Task to complete
All of the entries must be reproduced exactly, with no images carried over.

begin

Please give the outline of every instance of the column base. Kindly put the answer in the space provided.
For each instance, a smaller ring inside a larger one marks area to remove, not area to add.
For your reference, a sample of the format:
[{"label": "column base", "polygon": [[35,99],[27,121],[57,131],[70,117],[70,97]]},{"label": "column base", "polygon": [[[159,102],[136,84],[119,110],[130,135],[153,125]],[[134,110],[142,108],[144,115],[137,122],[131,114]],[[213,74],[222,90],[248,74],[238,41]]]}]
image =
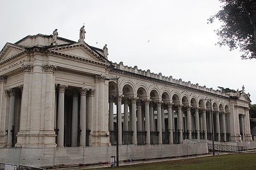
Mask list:
[{"label": "column base", "polygon": [[110,146],[109,131],[94,131],[92,137],[92,146]]},{"label": "column base", "polygon": [[47,148],[57,146],[54,131],[23,131],[18,133],[16,147]]}]

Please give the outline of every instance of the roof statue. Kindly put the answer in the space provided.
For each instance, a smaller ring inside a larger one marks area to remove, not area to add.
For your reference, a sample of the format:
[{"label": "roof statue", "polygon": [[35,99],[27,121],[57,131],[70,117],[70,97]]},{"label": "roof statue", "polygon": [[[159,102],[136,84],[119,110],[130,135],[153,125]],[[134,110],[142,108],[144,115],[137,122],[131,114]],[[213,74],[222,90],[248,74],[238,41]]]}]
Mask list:
[{"label": "roof statue", "polygon": [[84,38],[85,38],[85,33],[86,33],[86,31],[85,31],[85,30],[84,29],[84,25],[83,25],[83,26],[80,28],[80,32],[79,34],[79,40],[78,40],[79,42],[81,42],[83,41],[84,42]]},{"label": "roof statue", "polygon": [[[218,86],[218,88],[220,89],[220,91],[224,93],[229,93],[229,92],[236,92],[237,91],[235,90],[230,89],[230,88],[223,88],[222,87]],[[238,90],[238,89],[237,89]]]},{"label": "roof statue", "polygon": [[103,56],[104,57],[107,57],[108,55],[109,52],[107,47],[107,44],[105,44],[105,46],[103,47]]},{"label": "roof statue", "polygon": [[57,29],[55,29],[53,32],[52,33],[52,43],[53,45],[57,45],[56,41],[57,38],[58,37],[58,32],[57,32]]}]

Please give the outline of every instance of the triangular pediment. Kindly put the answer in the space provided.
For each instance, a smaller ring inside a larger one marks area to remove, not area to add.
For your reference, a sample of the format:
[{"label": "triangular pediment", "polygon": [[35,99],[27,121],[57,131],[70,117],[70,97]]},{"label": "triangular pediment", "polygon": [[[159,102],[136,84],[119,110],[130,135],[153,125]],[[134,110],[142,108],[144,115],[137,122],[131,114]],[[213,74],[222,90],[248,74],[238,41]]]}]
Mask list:
[{"label": "triangular pediment", "polygon": [[20,46],[7,43],[0,52],[0,61],[11,58],[24,50]]},{"label": "triangular pediment", "polygon": [[243,93],[239,97],[238,100],[242,100],[246,102],[251,103],[251,101],[250,98],[247,96],[247,94]]},{"label": "triangular pediment", "polygon": [[67,55],[88,60],[103,63],[110,63],[103,57],[85,43],[76,43],[72,44],[58,46],[50,49],[55,53],[61,55]]}]

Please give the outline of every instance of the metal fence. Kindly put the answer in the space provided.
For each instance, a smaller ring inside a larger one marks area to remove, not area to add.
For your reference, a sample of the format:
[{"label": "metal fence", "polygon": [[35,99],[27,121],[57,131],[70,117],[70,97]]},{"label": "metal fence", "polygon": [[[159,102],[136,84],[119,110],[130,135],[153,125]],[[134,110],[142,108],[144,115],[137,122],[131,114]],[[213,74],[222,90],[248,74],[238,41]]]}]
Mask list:
[{"label": "metal fence", "polygon": [[123,144],[124,145],[130,145],[132,144],[132,131],[123,131]]},{"label": "metal fence", "polygon": [[[209,150],[213,150],[213,147],[212,144],[208,144],[208,149]],[[215,144],[214,150],[219,151],[228,151],[228,152],[243,152],[247,150],[247,147],[246,146],[238,146],[233,145],[225,145]]]},{"label": "metal fence", "polygon": [[158,144],[158,134],[159,132],[150,132],[150,144],[156,145]]}]

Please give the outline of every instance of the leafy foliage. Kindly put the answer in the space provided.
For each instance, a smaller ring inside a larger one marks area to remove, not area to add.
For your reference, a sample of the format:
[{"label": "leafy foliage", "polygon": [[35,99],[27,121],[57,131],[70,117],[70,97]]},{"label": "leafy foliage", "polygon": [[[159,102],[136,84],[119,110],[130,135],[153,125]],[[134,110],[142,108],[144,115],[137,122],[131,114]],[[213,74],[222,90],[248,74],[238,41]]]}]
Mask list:
[{"label": "leafy foliage", "polygon": [[218,19],[222,23],[215,31],[219,37],[217,44],[227,45],[230,50],[239,48],[244,52],[242,59],[256,58],[254,29],[244,8],[244,5],[250,0],[219,0],[221,9],[208,19],[212,23]]}]

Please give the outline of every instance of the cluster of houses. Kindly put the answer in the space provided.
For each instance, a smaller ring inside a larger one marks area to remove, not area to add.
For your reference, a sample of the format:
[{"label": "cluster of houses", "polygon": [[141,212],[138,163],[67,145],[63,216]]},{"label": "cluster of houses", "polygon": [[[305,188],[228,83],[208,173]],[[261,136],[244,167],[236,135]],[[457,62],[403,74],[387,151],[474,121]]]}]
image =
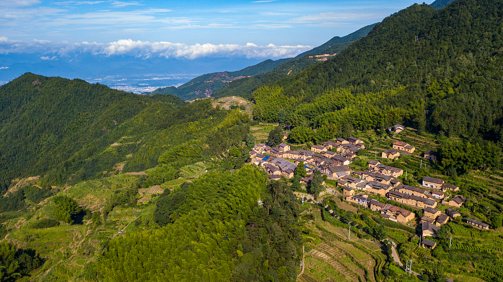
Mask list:
[{"label": "cluster of houses", "polygon": [[[388,130],[398,133],[404,129],[403,126],[395,124],[388,127]],[[285,138],[287,137],[288,135],[285,135]],[[392,150],[382,153],[382,158],[395,159],[400,156],[399,151],[412,154],[415,150],[413,146],[397,140],[393,143],[392,147]],[[349,165],[356,159],[357,152],[365,148],[362,140],[352,136],[347,139],[339,138],[335,141],[313,145],[311,151],[292,151],[290,146],[285,143],[273,148],[265,144],[258,144],[249,154],[252,162],[263,167],[271,180],[278,179],[282,176],[287,178],[293,177],[297,165],[303,162],[308,175],[312,175],[314,170],[317,170],[327,175],[329,179],[338,180],[338,184],[343,186],[347,201],[379,211],[383,217],[394,221],[406,223],[413,219],[415,215],[407,210],[370,199],[366,195],[355,195],[355,191],[361,190],[379,195],[397,202],[422,209],[424,212],[424,216],[420,222],[423,225],[423,237],[436,237],[440,226],[447,223],[450,219],[461,216],[461,214],[452,208],[446,210],[445,213],[436,208],[440,203],[459,207],[466,201],[461,196],[451,198],[446,196],[447,191],[458,191],[459,187],[447,184],[442,179],[424,177],[422,186],[429,190],[401,185],[396,178],[403,174],[403,170],[383,165],[375,160],[369,161],[368,168],[365,172],[352,171]],[[437,153],[427,150],[424,152],[424,157],[436,161]],[[289,161],[285,159],[294,161]],[[302,181],[307,183],[309,179],[309,177],[306,177]],[[489,228],[488,225],[470,218],[467,220],[467,223],[481,229]],[[422,244],[423,246],[433,249],[436,243],[424,239]]]},{"label": "cluster of houses", "polygon": [[339,179],[351,173],[348,165],[356,158],[356,152],[365,148],[363,141],[350,137],[347,140],[340,138],[335,142],[313,145],[311,151],[292,151],[290,146],[285,143],[273,148],[265,144],[257,144],[249,154],[252,162],[263,167],[271,179],[279,179],[282,175],[287,178],[293,177],[295,168],[300,162],[305,164],[308,175],[316,169],[329,179]]}]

end

Problem solution
Please give the outline of every instance of the column base. Kindly put the answer in the space provided.
For each instance, a smaller ring inside a larger one marks area to remove, not area to add.
For your reference, a sample of the format:
[{"label": "column base", "polygon": [[35,99],[27,121],[57,131],[70,117],[70,97]]},{"label": "column base", "polygon": [[[159,102],[136,84],[119,110],[130,135],[153,125]],[[134,110],[142,108],[144,115],[137,122],[131,114]],[[213,74],[222,90],[248,74],[238,41]]]}]
image =
Mask list:
[{"label": "column base", "polygon": [[110,146],[109,131],[94,131],[92,137],[92,146]]},{"label": "column base", "polygon": [[47,148],[57,146],[54,131],[23,131],[18,133],[16,147]]}]

Please give the outline of every instance of the roof statue. Kindly put the answer in the space provided.
For each instance, a smaller ring inside a larger one marks area to remove, not area to add.
For your reference, a sample of the format:
[{"label": "roof statue", "polygon": [[35,99],[27,121],[57,131],[70,117],[70,97]]},{"label": "roof statue", "polygon": [[[159,102],[136,84],[119,110],[130,135],[153,125]],[[134,110],[142,108],[144,115],[137,122],[131,114]],[[213,74],[222,90],[248,74],[238,41]]]}]
Mask list:
[{"label": "roof statue", "polygon": [[84,38],[85,38],[85,33],[86,33],[86,31],[85,31],[85,30],[84,29],[84,25],[83,25],[83,26],[80,28],[80,32],[79,34],[79,40],[78,40],[79,42],[81,42],[83,41],[84,42]]},{"label": "roof statue", "polygon": [[[218,86],[218,88],[220,89],[220,91],[224,93],[229,93],[229,92],[236,92],[237,91],[235,90],[230,89],[230,88],[223,88],[222,87]],[[238,90],[238,89],[237,89]]]},{"label": "roof statue", "polygon": [[103,56],[104,57],[107,57],[108,55],[109,52],[107,47],[107,44],[105,44],[105,46],[103,47]]},{"label": "roof statue", "polygon": [[57,29],[55,29],[53,32],[52,33],[52,43],[53,45],[57,45],[56,41],[57,38],[58,37],[58,32],[57,32]]}]

Please give the outline of every instance of the triangular pediment. Kindly put the answer in the space provided.
For each instance, a smaller ring inside a larger one marks area to remove, not area to add.
For your reference, a sample of the format:
[{"label": "triangular pediment", "polygon": [[35,99],[27,121],[57,131],[70,117],[70,97]]},{"label": "triangular pediment", "polygon": [[[159,102],[136,84],[119,110],[130,135],[153,125]],[[134,110],[142,108],[144,115],[137,122],[131,114]],[[213,74],[222,90],[248,74],[238,41]]]}]
Mask list:
[{"label": "triangular pediment", "polygon": [[20,46],[7,43],[0,52],[0,61],[11,58],[24,50]]},{"label": "triangular pediment", "polygon": [[243,93],[239,97],[238,100],[242,100],[246,102],[251,103],[251,101],[250,98],[247,96],[247,94]]},{"label": "triangular pediment", "polygon": [[67,55],[88,60],[103,63],[110,63],[103,57],[85,43],[76,43],[72,44],[58,46],[50,49],[55,53],[61,55]]}]

Please give the outline of every instance of the metal fence. Kindly put the answer in the space provided.
For each instance, a smaller ring inside a larger one marks area to remove, not area to add.
For your reference, a sample of the format:
[{"label": "metal fence", "polygon": [[35,99],[27,121],[57,131],[70,117],[70,97]]},{"label": "metal fence", "polygon": [[[159,102],[136,84],[119,110],[130,135],[153,125]],[[134,110],[142,108],[144,115],[137,122],[131,114]],[[213,74],[222,90],[248,74],[238,41]]]}]
Mask list:
[{"label": "metal fence", "polygon": [[123,144],[124,145],[130,145],[132,144],[132,131],[123,131]]},{"label": "metal fence", "polygon": [[[209,150],[213,150],[213,147],[212,144],[208,144],[208,149]],[[215,144],[214,150],[219,151],[228,151],[228,152],[243,152],[247,150],[247,147],[246,146],[238,146],[233,145],[225,145]]]},{"label": "metal fence", "polygon": [[158,144],[158,134],[159,132],[150,132],[150,144],[156,145]]}]

Please give the outline of every instance of the leafy foliage. Kindly put the answer in the space provided.
For each instance, a smaller ring inside a larger one marks area to remove, not area to add.
For your reference, a sample of the format:
[{"label": "leafy foliage", "polygon": [[35,99],[27,121],[57,131],[70,117],[70,97]]},{"label": "leafy foliage", "polygon": [[[159,102],[136,84],[119,110],[130,135],[153,125]],[[134,110],[142,108],[144,115],[137,122],[131,114]],[[213,74],[222,90],[248,74],[238,41]]]}]
Mask list:
[{"label": "leafy foliage", "polygon": [[218,19],[222,23],[215,31],[219,37],[217,44],[227,45],[230,50],[239,48],[244,52],[242,59],[256,58],[254,29],[244,8],[244,5],[250,0],[219,0],[221,9],[208,19],[212,23]]}]

Please give the outline of every instance of the cluster of houses. Kindly put the answer in the space provided.
For each instance, a smaller ring inside a larger one marks area to remove, not area to add.
For your reference, a sample of the format:
[{"label": "cluster of houses", "polygon": [[141,212],[138,163],[67,145],[63,216]]},{"label": "cluster of houses", "polygon": [[[305,188],[228,83],[208,173]],[[261,136],[244,167],[236,135]],[[457,62],[403,74],[387,151],[474,121]]]}]
image =
Mask list:
[{"label": "cluster of houses", "polygon": [[[388,130],[398,133],[404,129],[403,126],[395,124],[388,127]],[[285,138],[287,137],[288,135],[285,135]],[[392,150],[382,153],[382,158],[395,159],[400,156],[399,151],[412,154],[415,150],[413,146],[397,140],[393,143],[392,147]],[[349,165],[356,159],[357,152],[365,148],[362,140],[352,136],[347,139],[339,138],[335,141],[313,145],[311,151],[292,151],[290,146],[285,143],[273,148],[265,144],[258,144],[249,154],[252,162],[263,167],[271,180],[278,179],[282,176],[287,178],[293,177],[297,165],[303,162],[308,175],[312,175],[314,170],[317,170],[327,175],[329,179],[338,180],[338,184],[343,186],[347,201],[379,211],[383,217],[394,221],[406,223],[413,219],[415,215],[407,210],[370,199],[366,195],[355,195],[355,191],[361,190],[379,195],[397,202],[422,209],[424,212],[424,216],[420,222],[423,225],[423,237],[436,237],[440,226],[447,223],[450,219],[461,216],[461,214],[452,208],[446,210],[445,213],[436,208],[440,203],[459,207],[466,201],[461,196],[451,198],[446,196],[447,191],[458,191],[459,187],[447,184],[442,179],[424,177],[422,186],[429,190],[401,185],[396,178],[403,174],[403,170],[383,165],[375,160],[369,161],[368,168],[365,172],[352,171]],[[437,153],[427,150],[424,152],[424,157],[436,161]],[[289,161],[285,159],[294,161]],[[302,181],[307,183],[309,179],[309,177],[306,177]],[[489,228],[488,225],[470,218],[467,220],[467,223],[481,229]],[[422,244],[423,246],[433,249],[436,243],[424,239]]]},{"label": "cluster of houses", "polygon": [[339,179],[351,173],[348,165],[356,158],[356,152],[365,148],[363,141],[350,137],[347,140],[340,138],[335,142],[313,145],[311,151],[292,151],[290,146],[285,143],[273,148],[265,144],[257,144],[249,154],[252,162],[263,167],[271,179],[279,179],[282,175],[287,178],[293,177],[295,168],[300,162],[305,164],[308,175],[316,169],[329,179]]}]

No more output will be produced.